(Excerpts of labeled region data)

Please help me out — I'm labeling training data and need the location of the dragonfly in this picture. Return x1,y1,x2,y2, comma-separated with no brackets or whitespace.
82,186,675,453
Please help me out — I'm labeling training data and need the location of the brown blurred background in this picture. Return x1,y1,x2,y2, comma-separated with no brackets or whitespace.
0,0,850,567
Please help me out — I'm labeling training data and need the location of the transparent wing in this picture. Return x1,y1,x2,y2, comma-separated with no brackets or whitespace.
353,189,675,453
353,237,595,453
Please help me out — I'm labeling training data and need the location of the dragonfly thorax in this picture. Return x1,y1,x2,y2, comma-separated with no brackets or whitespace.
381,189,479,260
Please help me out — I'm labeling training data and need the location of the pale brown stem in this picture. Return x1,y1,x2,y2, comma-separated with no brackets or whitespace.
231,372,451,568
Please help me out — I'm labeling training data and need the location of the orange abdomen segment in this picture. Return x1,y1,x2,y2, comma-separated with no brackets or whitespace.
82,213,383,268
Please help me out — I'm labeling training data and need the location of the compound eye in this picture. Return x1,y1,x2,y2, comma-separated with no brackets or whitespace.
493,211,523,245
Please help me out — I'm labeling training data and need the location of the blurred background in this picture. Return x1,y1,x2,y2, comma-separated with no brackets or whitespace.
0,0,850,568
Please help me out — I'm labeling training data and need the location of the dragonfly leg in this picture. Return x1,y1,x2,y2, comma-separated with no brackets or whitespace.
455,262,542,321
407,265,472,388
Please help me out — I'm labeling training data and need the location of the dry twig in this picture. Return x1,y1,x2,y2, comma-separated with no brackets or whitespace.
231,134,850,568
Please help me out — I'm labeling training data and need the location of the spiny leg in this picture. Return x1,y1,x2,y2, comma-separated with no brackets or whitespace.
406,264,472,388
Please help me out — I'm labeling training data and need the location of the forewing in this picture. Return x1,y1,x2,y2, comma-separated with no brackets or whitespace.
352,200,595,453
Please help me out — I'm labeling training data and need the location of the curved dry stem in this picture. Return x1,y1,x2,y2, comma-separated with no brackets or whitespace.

TASK GOAL:
Output the listing from its start through the line containing "82,186,675,453" as a two-column CSV with the columns request and answer. Each request goes in one row, and both fields are quoted with any line breaks replaced by spaces.

TASK OUTPUT:
request,answer
"Please help me out — I'm labeling training data and need the location of the dragonfly in this picture. Return x1,y1,x2,y2, comma-separated with no brackets or whitespace.","82,186,675,453"